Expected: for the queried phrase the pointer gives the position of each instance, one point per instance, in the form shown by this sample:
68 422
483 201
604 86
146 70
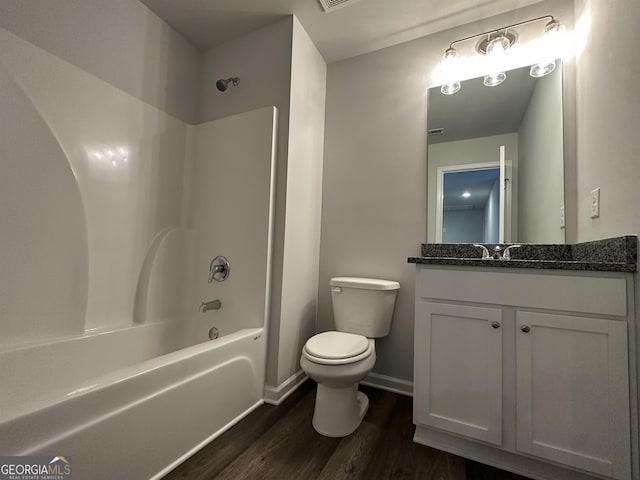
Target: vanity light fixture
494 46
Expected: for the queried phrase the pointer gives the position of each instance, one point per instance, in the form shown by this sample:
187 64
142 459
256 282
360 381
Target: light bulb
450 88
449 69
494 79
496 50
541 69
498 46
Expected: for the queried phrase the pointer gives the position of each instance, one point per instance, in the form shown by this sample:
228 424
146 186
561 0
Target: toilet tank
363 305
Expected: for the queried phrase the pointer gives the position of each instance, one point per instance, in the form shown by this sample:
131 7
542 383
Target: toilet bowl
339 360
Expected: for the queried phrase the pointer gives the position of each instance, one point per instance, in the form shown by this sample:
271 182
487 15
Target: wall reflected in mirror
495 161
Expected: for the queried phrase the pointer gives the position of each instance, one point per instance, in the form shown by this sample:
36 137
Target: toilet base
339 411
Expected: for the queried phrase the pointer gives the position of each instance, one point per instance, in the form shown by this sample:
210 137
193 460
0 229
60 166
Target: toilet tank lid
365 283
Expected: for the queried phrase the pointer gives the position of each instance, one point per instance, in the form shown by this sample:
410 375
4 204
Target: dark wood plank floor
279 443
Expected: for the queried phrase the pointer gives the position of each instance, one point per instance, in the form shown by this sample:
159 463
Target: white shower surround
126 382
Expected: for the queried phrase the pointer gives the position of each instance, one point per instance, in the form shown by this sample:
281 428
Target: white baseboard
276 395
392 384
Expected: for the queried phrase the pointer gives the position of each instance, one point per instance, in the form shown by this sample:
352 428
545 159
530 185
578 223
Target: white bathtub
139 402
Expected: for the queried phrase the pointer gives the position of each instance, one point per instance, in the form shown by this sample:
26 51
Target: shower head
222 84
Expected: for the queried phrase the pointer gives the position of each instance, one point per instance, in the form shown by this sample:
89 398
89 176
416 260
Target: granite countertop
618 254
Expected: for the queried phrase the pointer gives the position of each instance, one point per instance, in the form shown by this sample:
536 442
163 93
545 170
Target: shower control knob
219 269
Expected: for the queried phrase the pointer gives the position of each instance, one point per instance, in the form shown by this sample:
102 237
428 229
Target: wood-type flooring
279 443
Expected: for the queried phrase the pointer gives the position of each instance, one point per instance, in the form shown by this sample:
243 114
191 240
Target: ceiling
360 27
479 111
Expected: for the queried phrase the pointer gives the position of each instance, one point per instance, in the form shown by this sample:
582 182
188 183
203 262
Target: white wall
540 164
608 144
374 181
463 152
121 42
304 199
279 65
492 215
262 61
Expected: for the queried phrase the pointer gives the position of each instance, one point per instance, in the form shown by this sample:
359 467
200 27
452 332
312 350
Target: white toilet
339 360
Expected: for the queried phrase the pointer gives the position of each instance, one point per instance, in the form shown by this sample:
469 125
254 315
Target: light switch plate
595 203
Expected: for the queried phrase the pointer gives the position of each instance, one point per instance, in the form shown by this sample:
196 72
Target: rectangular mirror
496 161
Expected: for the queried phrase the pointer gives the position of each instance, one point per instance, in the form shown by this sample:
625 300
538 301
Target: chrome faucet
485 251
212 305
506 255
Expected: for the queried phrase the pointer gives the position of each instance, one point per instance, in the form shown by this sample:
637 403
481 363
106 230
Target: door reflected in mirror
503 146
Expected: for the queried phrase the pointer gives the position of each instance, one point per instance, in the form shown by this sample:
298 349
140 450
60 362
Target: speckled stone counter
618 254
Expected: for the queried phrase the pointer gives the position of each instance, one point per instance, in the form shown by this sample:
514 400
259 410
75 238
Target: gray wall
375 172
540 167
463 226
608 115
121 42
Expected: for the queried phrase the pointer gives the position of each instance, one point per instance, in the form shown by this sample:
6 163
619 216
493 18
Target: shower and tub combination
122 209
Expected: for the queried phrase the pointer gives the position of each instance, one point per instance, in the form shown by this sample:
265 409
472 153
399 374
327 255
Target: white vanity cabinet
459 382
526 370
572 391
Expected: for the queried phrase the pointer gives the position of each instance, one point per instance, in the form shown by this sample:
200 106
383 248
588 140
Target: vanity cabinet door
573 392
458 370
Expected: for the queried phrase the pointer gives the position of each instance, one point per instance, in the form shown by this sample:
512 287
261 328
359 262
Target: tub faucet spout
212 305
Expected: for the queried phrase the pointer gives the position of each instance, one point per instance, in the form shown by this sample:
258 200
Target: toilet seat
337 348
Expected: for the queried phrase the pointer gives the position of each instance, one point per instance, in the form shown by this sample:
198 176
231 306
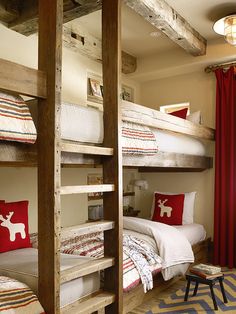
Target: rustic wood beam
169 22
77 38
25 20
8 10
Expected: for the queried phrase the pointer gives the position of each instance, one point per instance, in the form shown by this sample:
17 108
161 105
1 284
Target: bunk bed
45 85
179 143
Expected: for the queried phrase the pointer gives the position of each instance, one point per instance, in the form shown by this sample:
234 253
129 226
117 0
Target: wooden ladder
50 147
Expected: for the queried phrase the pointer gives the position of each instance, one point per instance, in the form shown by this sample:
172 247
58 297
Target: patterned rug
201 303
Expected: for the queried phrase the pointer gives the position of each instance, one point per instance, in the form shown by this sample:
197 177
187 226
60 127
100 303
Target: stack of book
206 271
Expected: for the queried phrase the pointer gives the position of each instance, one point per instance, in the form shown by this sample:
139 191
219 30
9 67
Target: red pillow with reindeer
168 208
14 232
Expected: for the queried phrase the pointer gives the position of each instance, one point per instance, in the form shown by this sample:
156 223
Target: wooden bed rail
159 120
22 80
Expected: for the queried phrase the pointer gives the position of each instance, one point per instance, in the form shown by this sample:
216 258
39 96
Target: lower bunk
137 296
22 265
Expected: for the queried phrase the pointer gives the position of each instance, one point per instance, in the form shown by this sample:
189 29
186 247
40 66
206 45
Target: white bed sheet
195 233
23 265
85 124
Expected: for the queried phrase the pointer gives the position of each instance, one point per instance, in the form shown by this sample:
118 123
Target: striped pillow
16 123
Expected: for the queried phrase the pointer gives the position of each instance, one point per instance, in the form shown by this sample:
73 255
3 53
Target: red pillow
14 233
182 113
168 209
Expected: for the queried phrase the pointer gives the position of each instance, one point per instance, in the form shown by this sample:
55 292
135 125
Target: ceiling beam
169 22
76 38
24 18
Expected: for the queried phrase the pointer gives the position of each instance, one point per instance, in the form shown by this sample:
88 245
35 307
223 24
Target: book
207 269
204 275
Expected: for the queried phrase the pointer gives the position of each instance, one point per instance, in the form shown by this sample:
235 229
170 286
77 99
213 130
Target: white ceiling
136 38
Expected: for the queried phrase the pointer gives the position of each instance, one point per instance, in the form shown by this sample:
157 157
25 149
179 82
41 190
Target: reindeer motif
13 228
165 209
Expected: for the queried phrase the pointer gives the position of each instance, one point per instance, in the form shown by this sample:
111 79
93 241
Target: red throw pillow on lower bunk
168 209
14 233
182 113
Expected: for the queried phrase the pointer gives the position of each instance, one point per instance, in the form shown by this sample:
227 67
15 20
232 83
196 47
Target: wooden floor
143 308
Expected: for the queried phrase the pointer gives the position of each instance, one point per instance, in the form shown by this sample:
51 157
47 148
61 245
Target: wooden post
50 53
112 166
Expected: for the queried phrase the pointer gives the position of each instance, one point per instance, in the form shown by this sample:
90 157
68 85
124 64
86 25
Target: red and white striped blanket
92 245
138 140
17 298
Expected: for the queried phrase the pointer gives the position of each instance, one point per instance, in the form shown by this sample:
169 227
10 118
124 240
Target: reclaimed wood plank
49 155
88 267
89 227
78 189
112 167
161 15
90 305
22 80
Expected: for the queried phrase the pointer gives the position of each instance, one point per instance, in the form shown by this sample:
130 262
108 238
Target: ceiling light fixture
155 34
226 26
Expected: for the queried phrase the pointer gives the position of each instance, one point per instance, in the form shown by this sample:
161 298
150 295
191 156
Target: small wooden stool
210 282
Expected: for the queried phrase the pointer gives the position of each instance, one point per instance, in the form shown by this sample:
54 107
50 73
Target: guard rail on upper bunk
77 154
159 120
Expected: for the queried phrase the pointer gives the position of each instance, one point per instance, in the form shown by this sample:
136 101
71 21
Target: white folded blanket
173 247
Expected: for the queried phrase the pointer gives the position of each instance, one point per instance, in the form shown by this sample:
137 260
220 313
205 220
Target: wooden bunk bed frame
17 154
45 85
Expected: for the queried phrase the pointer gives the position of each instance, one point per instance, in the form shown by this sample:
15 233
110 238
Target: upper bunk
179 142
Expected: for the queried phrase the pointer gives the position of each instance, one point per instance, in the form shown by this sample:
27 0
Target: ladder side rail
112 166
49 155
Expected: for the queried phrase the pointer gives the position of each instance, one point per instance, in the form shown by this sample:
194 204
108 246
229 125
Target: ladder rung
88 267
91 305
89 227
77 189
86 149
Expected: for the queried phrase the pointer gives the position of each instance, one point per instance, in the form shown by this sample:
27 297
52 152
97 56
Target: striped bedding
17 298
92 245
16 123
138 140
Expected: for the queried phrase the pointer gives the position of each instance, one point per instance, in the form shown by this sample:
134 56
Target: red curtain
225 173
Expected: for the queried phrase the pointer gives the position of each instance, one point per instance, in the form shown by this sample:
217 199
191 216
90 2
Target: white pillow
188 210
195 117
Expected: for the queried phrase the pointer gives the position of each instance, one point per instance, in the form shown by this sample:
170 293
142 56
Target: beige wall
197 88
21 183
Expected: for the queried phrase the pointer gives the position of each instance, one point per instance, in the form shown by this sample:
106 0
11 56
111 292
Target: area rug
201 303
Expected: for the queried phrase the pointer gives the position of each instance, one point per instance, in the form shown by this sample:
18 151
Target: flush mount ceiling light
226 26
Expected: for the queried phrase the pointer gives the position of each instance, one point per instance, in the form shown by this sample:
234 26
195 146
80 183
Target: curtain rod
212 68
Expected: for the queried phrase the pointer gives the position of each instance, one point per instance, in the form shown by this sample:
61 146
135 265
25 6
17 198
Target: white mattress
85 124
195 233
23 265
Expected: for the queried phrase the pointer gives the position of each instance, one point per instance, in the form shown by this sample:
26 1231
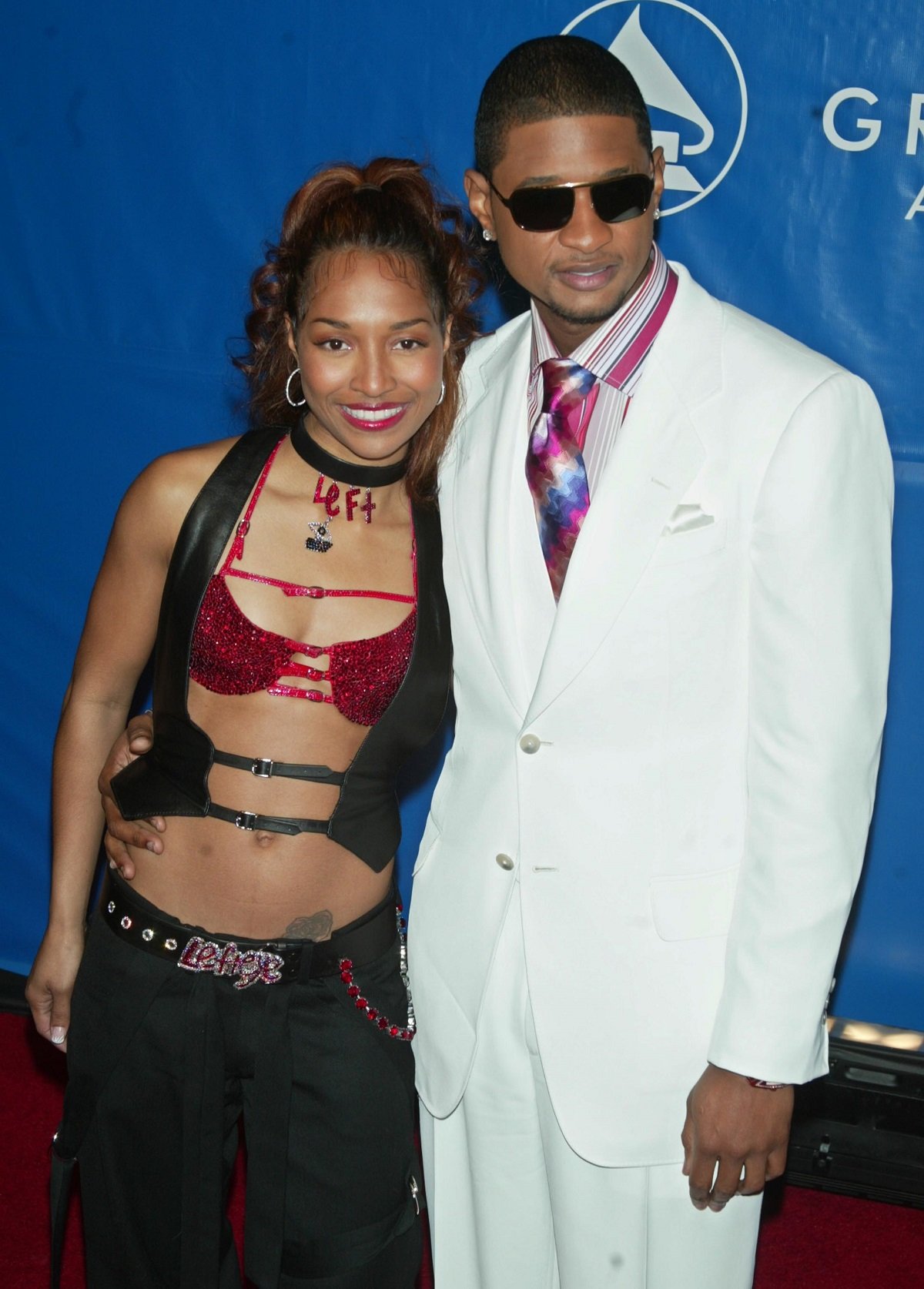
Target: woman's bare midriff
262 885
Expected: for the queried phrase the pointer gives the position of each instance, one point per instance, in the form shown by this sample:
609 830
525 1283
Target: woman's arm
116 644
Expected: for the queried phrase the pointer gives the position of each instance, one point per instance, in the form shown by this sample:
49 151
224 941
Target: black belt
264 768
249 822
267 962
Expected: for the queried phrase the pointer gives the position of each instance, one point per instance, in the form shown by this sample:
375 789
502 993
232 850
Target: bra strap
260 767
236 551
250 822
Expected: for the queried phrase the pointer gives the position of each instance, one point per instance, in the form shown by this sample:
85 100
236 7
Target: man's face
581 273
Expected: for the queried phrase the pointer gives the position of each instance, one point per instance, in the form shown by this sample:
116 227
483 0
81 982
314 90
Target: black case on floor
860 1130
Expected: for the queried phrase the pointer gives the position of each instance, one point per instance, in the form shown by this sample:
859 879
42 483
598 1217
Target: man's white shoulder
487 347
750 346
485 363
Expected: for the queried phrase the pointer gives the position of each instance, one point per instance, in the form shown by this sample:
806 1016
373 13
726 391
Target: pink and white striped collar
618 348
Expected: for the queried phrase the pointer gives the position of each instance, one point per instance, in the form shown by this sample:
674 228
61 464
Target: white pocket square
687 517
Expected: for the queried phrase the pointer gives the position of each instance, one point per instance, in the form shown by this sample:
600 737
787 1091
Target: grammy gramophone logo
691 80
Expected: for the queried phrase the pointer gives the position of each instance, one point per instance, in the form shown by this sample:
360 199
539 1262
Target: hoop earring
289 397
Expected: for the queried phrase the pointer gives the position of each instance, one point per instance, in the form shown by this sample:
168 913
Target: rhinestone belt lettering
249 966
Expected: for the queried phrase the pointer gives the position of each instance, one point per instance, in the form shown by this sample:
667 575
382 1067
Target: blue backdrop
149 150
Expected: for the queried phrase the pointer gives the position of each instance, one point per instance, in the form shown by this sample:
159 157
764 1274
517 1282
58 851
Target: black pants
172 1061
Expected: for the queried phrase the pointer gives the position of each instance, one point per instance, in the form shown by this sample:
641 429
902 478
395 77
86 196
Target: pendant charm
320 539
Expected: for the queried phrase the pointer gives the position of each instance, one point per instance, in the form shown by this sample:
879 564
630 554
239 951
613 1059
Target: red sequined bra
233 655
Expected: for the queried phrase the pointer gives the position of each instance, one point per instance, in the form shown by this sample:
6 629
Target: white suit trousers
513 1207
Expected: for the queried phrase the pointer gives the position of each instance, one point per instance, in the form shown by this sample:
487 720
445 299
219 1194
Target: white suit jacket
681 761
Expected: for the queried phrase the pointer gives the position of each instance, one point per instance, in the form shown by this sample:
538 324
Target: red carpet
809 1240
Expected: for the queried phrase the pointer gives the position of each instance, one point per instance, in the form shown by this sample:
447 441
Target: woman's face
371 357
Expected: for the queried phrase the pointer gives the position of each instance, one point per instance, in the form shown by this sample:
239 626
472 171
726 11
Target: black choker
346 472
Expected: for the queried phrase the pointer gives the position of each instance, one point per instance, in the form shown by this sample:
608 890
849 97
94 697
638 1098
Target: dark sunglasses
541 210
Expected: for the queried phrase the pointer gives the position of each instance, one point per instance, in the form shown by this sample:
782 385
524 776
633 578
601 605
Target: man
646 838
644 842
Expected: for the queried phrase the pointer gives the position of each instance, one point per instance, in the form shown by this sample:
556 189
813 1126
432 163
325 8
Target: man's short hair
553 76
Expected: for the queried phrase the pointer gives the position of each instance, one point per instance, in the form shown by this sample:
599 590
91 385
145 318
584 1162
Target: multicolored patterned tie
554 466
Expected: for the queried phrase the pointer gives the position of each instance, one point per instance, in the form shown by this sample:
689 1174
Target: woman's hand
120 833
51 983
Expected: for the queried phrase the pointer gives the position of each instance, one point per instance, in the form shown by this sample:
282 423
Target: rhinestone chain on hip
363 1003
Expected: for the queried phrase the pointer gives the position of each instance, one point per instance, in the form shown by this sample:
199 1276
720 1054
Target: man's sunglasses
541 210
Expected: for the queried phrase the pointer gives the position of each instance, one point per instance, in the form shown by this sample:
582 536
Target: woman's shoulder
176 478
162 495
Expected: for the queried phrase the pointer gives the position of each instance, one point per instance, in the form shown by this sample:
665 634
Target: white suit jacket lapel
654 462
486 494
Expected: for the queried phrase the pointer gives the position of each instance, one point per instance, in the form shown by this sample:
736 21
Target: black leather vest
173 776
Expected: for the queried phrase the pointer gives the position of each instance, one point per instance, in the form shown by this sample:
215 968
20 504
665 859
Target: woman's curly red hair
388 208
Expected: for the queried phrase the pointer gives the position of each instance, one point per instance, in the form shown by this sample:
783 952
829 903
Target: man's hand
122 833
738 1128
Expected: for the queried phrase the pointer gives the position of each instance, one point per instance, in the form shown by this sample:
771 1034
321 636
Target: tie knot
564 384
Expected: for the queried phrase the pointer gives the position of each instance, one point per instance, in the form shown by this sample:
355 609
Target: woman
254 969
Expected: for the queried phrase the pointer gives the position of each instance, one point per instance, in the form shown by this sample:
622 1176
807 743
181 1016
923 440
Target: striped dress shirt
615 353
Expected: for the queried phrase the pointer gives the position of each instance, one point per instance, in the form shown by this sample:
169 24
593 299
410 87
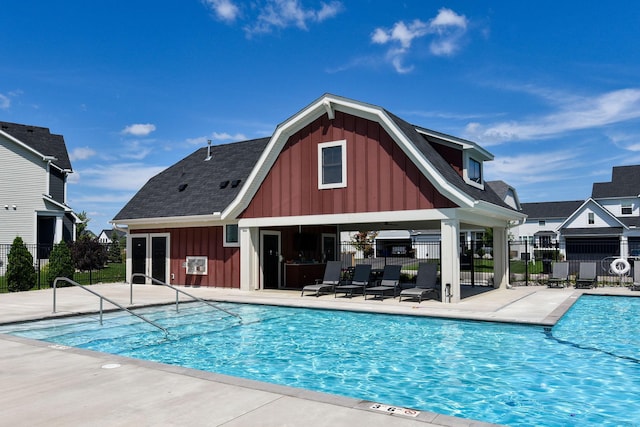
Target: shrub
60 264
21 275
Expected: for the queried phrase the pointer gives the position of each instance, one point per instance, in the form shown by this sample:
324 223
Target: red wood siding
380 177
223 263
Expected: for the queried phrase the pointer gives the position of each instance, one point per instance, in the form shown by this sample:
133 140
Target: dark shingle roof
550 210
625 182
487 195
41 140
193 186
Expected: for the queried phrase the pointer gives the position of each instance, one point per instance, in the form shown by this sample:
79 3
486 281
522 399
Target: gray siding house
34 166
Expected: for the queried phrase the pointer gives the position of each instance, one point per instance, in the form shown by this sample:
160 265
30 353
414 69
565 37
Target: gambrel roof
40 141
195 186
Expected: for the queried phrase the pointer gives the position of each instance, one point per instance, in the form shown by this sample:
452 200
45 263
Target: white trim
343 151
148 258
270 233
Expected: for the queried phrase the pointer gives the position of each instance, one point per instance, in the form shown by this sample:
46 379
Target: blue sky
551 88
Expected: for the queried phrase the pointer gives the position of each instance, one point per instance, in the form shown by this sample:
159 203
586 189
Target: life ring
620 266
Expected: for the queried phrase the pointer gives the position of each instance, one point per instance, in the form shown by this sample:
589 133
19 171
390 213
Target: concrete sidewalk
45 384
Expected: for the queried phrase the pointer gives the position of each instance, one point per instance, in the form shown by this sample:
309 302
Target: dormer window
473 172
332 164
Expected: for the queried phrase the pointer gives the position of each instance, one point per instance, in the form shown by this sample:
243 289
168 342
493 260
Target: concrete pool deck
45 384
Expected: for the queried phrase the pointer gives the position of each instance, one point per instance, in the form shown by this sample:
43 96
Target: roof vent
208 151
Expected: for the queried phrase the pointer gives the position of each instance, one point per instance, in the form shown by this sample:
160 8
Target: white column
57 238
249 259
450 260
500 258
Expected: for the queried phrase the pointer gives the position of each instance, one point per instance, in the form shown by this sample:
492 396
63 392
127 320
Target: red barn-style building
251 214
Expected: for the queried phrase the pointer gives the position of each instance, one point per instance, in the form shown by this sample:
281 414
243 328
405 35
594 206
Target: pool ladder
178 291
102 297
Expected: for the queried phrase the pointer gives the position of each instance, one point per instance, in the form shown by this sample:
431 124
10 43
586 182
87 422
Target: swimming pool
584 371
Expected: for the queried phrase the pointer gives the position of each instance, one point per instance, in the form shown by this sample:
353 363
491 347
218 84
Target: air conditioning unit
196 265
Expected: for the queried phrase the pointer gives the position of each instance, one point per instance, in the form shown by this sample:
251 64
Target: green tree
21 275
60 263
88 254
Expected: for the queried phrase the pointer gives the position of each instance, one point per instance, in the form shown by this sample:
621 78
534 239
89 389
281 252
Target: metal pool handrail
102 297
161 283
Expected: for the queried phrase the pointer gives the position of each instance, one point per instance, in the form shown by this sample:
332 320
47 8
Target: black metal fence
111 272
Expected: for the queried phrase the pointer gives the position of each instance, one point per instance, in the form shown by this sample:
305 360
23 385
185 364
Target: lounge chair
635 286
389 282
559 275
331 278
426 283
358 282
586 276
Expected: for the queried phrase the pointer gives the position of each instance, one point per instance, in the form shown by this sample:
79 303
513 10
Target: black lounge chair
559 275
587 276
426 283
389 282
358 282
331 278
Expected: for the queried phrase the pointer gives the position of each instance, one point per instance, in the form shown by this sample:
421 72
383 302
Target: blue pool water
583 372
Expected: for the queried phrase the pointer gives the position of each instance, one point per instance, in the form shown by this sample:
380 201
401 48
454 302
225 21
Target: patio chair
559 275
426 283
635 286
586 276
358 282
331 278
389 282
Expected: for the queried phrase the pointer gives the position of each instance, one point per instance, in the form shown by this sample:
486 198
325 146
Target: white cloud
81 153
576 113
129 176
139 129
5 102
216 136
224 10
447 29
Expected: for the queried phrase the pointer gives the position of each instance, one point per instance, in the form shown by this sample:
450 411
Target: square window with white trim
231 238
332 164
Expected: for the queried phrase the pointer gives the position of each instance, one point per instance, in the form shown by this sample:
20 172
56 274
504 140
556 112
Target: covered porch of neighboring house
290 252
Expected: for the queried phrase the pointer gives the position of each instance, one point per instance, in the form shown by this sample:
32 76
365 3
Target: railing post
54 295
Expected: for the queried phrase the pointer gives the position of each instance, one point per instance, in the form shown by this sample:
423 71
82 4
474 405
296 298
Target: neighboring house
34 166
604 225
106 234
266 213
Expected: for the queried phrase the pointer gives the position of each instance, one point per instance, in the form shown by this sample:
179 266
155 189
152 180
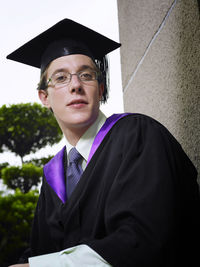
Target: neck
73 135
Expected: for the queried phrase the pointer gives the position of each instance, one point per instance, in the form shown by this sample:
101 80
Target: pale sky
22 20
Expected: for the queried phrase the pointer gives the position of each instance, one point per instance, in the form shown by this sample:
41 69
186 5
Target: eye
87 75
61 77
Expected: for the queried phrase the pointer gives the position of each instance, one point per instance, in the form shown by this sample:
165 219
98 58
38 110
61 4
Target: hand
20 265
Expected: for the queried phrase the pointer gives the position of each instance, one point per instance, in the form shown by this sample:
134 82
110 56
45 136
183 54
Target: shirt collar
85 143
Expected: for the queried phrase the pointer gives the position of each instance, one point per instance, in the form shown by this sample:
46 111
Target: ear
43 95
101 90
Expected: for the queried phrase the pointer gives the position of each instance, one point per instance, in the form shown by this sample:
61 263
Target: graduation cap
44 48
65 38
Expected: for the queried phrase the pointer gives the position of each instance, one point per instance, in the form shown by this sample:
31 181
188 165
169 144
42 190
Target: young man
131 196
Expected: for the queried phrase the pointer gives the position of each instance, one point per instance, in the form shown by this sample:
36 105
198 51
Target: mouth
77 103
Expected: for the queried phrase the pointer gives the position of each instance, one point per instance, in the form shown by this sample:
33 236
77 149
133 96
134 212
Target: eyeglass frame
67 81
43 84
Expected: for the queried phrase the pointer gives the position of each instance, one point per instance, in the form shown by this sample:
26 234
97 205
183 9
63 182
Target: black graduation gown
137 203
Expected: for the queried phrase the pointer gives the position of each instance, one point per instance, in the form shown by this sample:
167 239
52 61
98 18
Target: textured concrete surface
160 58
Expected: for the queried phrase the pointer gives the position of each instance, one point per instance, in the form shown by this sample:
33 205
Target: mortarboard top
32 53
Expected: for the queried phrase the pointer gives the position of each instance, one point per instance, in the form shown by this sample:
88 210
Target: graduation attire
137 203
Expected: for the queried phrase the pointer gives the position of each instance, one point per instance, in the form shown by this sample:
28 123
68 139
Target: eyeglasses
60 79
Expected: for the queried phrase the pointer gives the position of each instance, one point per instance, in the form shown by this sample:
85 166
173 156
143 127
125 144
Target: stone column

Task instructions: Display, copied in full, every line of the items above that contains the word "vanity". Uppercase and lowercase letters count as different.

Finished answer:
Target: vanity light fixture
Target: white vanity cabinet
Target: vanity cabinet door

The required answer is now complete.